Supplied passage —
Industry statistics indicate that over 50% of semiconductor component failures stem from thermal stress caused by temperature fluctuations and chip thermal warpage; the proportion of defects attributable to thermal deformation far exceeds the combined total of failures caused by vibration, humidity, dust, and other factors. As chip packaging structures evolve toward miniaturization and multi-layer composite designs, significant mismatches in the Coefficient of Thermal Expansion (CTE) arise among the diverse materials involved—such as silicon wafers, molding compounds, organic substrates, micro-bumps, and underfill materials.
Under conditions ranging from peak reflow soldering temperatures of 245°C and cryogenic shocks in liquid nitrogen (-190°C) to thousands of JEDEC-standard thermal cycling stress tests, even minute warpage can trigger mass-production yield issues, including micro-bump cold joints, "head-in-pillow" defects, solder bridging, package delamination, and chip cracking. Traditional inspection equipment—such as single-point altimeters, Shadow Moiré (SM), White Light Interferometry (WLI), and Digital Fringe Projection (DFP)—faces inherent limitations when applied to micro-scale packaging: they typically capture only Z-axis warpage height without providing data on in-plane displacement, full-field strain, or material CTE. Furthermore, they suffer from poor compatibility with microscopic fields of view and significant measurement errors caused by thermal air currents, lens frosting, and rigid-body equipment displacement in extreme temperature environments. Consequently, they fail to fully characterize the dynamic thermal deformation patterns of chips throughout the process, severely hindering material selection, process optimization, and the efficiency of failure analysis in advanced packaging.
To address these industry challenges, Micro-DIC (Digital Image Correlation) measurement technology has emerged. With core advantages—including non-contact operation, sub-micron precision, multi-dimensional data output, and stability across the entire temperature range—it has become the standardized technical approach for the quantitative inspection of chip thermal warpage, deformation, and stress. Representative systems, such as the XTOP3D XTDIC-MICRO, comprehensively meet inspection requirements across the entire value chain, spanning chip R&D, packaging processes, reliability verification, and failure analysis.

Direction a —
From the passage on chip thermal warpage, list every piece of traditional inspection equipment it names.
The rows that follow have no connection to the passage on chip thermal warpage.

Dataset records —
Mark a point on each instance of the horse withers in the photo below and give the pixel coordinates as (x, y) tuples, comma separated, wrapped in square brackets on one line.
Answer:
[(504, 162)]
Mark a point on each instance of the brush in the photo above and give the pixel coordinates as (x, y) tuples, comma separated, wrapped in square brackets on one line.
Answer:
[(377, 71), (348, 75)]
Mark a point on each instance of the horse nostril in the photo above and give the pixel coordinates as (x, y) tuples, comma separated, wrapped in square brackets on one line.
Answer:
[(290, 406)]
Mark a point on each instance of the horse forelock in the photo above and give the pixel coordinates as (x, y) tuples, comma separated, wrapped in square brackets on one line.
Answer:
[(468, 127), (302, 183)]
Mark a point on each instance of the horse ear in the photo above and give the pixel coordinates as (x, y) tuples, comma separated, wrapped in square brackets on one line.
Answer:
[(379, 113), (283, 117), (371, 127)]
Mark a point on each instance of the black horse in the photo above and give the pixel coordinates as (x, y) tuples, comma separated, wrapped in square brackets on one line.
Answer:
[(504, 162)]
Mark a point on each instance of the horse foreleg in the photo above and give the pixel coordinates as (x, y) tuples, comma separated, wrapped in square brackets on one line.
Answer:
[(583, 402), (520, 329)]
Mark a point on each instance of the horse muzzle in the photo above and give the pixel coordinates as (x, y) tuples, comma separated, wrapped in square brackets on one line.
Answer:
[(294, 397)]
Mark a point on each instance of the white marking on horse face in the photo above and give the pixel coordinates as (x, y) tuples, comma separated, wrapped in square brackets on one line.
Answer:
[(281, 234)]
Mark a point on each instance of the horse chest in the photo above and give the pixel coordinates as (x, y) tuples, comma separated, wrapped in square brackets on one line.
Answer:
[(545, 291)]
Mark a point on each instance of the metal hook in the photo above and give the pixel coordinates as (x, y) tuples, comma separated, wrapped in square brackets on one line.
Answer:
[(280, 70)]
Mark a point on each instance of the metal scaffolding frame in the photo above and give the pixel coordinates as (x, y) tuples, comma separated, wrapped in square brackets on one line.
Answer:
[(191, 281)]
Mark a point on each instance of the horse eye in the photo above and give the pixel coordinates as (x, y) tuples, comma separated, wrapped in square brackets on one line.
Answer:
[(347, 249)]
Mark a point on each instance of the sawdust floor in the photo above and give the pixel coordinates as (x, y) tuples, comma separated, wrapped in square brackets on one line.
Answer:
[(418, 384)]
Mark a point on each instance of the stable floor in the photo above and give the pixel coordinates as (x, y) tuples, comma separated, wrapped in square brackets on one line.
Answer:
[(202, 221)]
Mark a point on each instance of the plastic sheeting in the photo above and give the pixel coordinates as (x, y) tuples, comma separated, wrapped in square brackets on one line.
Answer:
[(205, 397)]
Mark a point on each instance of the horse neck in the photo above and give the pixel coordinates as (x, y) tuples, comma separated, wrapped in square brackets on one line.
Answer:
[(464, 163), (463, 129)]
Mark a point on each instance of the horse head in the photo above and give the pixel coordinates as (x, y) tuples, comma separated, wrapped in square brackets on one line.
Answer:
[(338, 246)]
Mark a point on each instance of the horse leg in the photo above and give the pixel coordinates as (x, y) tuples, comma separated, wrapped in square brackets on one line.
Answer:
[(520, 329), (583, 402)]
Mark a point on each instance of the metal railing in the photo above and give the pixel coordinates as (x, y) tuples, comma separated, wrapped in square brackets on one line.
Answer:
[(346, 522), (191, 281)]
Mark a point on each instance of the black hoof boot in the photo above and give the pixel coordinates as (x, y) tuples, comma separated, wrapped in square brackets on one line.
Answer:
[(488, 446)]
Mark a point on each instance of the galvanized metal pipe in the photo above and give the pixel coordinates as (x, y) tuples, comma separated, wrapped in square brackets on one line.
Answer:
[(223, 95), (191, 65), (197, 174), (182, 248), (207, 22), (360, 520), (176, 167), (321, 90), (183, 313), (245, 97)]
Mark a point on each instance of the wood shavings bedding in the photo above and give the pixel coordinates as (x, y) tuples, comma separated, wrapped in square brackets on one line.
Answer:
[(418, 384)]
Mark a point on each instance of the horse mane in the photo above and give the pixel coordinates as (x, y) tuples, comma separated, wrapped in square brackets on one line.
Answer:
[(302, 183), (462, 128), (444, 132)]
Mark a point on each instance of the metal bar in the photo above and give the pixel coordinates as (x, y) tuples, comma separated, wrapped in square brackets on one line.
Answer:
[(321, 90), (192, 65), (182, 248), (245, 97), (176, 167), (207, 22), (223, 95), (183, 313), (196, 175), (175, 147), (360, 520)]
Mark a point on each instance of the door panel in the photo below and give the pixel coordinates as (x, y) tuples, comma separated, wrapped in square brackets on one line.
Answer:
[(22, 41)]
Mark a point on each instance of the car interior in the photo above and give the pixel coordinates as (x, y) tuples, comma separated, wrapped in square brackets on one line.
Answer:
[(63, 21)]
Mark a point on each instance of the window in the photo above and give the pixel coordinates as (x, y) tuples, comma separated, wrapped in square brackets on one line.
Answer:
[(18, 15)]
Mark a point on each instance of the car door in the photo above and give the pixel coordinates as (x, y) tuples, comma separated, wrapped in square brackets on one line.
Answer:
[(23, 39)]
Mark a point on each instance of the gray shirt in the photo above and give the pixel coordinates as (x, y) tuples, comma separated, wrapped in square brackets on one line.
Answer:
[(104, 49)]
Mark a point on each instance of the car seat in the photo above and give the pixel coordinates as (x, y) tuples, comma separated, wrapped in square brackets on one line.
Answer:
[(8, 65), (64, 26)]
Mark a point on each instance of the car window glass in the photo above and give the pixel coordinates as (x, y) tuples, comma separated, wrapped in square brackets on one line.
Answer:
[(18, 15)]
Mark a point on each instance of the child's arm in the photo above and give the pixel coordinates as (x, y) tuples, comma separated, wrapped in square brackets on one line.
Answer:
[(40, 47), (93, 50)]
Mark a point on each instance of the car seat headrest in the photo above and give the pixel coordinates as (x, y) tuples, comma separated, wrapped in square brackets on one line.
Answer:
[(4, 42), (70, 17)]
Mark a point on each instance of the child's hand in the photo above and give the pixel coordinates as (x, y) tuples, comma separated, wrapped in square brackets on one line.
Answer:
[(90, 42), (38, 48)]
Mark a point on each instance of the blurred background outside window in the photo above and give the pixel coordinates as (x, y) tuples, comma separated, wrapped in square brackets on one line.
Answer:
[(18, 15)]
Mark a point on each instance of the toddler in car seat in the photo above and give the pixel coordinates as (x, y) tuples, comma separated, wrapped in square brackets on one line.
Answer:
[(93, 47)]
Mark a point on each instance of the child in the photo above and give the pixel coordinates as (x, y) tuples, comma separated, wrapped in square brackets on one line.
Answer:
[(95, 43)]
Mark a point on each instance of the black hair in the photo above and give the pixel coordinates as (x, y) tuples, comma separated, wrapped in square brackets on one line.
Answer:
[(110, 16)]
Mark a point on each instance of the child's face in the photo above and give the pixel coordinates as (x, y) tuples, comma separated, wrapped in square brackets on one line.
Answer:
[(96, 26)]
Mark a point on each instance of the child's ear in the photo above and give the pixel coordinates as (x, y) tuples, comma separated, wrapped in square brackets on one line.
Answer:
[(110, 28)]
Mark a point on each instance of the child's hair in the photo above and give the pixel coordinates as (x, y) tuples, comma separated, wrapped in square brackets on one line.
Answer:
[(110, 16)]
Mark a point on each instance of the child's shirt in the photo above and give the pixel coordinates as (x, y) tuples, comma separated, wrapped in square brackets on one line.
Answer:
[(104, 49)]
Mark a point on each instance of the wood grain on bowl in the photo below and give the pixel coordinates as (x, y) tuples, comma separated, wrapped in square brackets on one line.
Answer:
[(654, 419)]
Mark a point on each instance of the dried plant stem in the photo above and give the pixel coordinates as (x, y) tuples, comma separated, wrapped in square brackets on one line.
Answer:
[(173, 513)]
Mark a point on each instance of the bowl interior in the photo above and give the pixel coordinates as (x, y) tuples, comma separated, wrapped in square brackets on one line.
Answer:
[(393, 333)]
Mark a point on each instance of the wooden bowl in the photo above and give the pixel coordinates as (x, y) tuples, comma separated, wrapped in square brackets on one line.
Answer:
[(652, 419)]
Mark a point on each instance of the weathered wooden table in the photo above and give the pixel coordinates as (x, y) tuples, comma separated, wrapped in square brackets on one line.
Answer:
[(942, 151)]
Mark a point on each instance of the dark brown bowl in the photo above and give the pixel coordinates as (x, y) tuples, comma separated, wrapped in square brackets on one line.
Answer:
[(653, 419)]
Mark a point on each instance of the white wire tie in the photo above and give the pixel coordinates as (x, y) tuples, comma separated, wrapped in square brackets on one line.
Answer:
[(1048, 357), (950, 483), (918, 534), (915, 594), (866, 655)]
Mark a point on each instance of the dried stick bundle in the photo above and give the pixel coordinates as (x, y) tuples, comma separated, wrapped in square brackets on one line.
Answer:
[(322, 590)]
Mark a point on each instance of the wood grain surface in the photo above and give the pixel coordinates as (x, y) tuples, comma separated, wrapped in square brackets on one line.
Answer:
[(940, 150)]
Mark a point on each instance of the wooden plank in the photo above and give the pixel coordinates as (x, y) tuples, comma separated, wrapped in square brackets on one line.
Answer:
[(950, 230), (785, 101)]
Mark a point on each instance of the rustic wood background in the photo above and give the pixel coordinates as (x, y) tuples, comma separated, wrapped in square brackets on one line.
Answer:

Direction b —
Arrange a stretch of the rows as a numbered list, with blank lines left out. Begin at the line that has "Mark a point on each instance of the black horse" and stop after the line that has "[(294, 397)]".

Right answer a —
- Single-point altimeters
- Shadow Moiré (SM)
- White Light Interferometry (WLI)
- Digital Fringe Projection (DFP)

Right answer b —
1. Mark a point on each instance of the black horse in the photo above and give the pixel coordinates as (x, y) tuples, comma separated, wrapped in square brackets on one line.
2. Answer:
3. [(504, 162)]
4. Mark a point on each instance of the horse foreleg in the photo above and give the pixel coordinates as (x, y) tuples, comma separated, wrapped in square brackets on one line.
5. Answer:
6. [(583, 402), (520, 329)]
7. Mark a point on each instance of the horse muzzle in the photo above and give the pixel coordinates as (x, y) tuples, comma separated, wrapped in square brackets on one line.
8. Answer:
9. [(294, 397)]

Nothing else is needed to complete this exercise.